• [EXERCISE AIM] Present every line of the items below as a Markdown table with two columns, Row and Line. Number each row and skip any blank lines.

(Pointing records)
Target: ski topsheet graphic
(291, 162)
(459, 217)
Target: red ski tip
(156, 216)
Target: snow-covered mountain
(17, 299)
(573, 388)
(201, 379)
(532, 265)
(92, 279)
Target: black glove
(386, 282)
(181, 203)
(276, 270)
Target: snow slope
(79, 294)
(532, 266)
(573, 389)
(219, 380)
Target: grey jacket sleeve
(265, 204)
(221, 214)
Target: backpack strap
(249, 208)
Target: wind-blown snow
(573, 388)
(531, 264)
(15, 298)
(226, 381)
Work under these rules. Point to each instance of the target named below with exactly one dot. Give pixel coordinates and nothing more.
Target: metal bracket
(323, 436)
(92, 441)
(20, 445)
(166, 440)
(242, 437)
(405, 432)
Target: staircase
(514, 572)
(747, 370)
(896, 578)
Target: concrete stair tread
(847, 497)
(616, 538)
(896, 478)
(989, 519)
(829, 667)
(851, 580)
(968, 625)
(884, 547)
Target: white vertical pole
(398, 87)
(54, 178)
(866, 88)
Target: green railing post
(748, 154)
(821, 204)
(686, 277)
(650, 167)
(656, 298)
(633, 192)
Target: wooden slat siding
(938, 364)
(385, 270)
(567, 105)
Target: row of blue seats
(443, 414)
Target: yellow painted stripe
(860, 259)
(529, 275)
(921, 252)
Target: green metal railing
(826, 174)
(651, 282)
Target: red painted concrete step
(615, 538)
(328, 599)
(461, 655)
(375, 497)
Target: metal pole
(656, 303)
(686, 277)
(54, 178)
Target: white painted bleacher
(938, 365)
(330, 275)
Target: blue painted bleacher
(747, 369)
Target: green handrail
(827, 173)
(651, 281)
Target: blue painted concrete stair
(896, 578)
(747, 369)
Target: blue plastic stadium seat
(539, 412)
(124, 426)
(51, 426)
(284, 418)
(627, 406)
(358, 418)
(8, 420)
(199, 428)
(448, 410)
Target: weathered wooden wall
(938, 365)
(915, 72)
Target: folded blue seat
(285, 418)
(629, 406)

• [EXERCISE RESPONSE]
| Row | Line |
|---|---|
| 1 | Target: ski topsheet graphic |
| 2 | (291, 162) |
| 3 | (459, 217) |
| 4 | Target: red ski tip |
| 5 | (156, 216) |
| 6 | Target: snow-covered mountain |
| 7 | (17, 299) |
| 8 | (573, 388) |
| 9 | (201, 379) |
| 10 | (532, 265) |
| 11 | (92, 279) |
| 12 | Target: black glove |
| 13 | (386, 282) |
| 14 | (181, 203) |
| 15 | (276, 270) |
| 16 | Target: snow slope |
| 17 | (79, 294) |
| 18 | (532, 266) |
| 19 | (573, 389) |
| 20 | (219, 380) |
| 21 | Target: grey jacket sleeve |
| 22 | (265, 204) |
| 23 | (221, 214) |
| 24 | Target: backpack strap |
| 25 | (249, 208) |
| 26 | Target: wind-blown snow |
| 27 | (573, 388) |
| 28 | (531, 264) |
| 29 | (15, 298) |
| 30 | (226, 381) |
| 31 | Work under these rules. Point to each instance of the target named below with exactly one dot. Give pixel coordinates and nothing more. |
| 32 | Target: metal bracket |
| 33 | (323, 436) |
| 34 | (92, 441) |
| 35 | (20, 445) |
| 36 | (166, 440) |
| 37 | (242, 437) |
| 38 | (405, 432) |
| 39 | Target: staircase |
| 40 | (514, 572) |
| 41 | (747, 370) |
| 42 | (896, 578) |
| 43 | Target: concrete stair tread |
| 44 | (847, 497) |
| 45 | (616, 538) |
| 46 | (896, 478) |
| 47 | (989, 519) |
| 48 | (829, 667) |
| 49 | (851, 580) |
| 50 | (968, 625) |
| 51 | (884, 547) |
| 52 | Target: white vertical pole |
| 53 | (398, 87) |
| 54 | (54, 178) |
| 55 | (866, 88) |
| 56 | Target: green railing post |
| 57 | (748, 154) |
| 58 | (821, 204) |
| 59 | (686, 277) |
| 60 | (650, 167) |
| 61 | (656, 298) |
| 62 | (633, 192) |
| 63 | Target: wooden slat siding |
| 64 | (938, 364) |
| 65 | (385, 270) |
| 66 | (567, 105) |
| 67 | Target: row of blue seats |
| 68 | (443, 414) |
| 69 | Target: yellow painted stripe |
| 70 | (860, 259) |
| 71 | (529, 275) |
| 72 | (921, 252) |
| 73 | Target: green metal railing |
| 74 | (826, 174) |
| 75 | (651, 282) |
| 76 | Target: red painted concrete step |
| 77 | (615, 538) |
| 78 | (328, 599) |
| 79 | (461, 655) |
| 80 | (375, 497) |
| 81 | Target: metal pole |
| 82 | (656, 303) |
| 83 | (686, 277) |
| 84 | (54, 178) |
| 85 | Target: white painted bleacher |
| 86 | (938, 365) |
| 87 | (330, 275) |
| 88 | Target: blue painted bleacher |
| 89 | (747, 369) |
| 90 | Target: green handrail |
| 91 | (827, 173) |
| 92 | (651, 281) |
| 93 | Target: blue painted concrete stair |
| 94 | (896, 578) |
| 95 | (747, 369) |
| 96 | Target: blue plastic stadium seat |
| 97 | (539, 412) |
| 98 | (124, 426) |
| 99 | (51, 426) |
| 100 | (284, 418) |
| 101 | (627, 406) |
| 102 | (358, 418) |
| 103 | (8, 420) |
| 104 | (199, 428) |
| 105 | (448, 410) |
| 106 | Target: weathered wooden wall |
| 107 | (938, 365) |
| 108 | (915, 72) |
| 109 | Target: folded blue seat |
| 110 | (285, 418) |
| 111 | (629, 406) |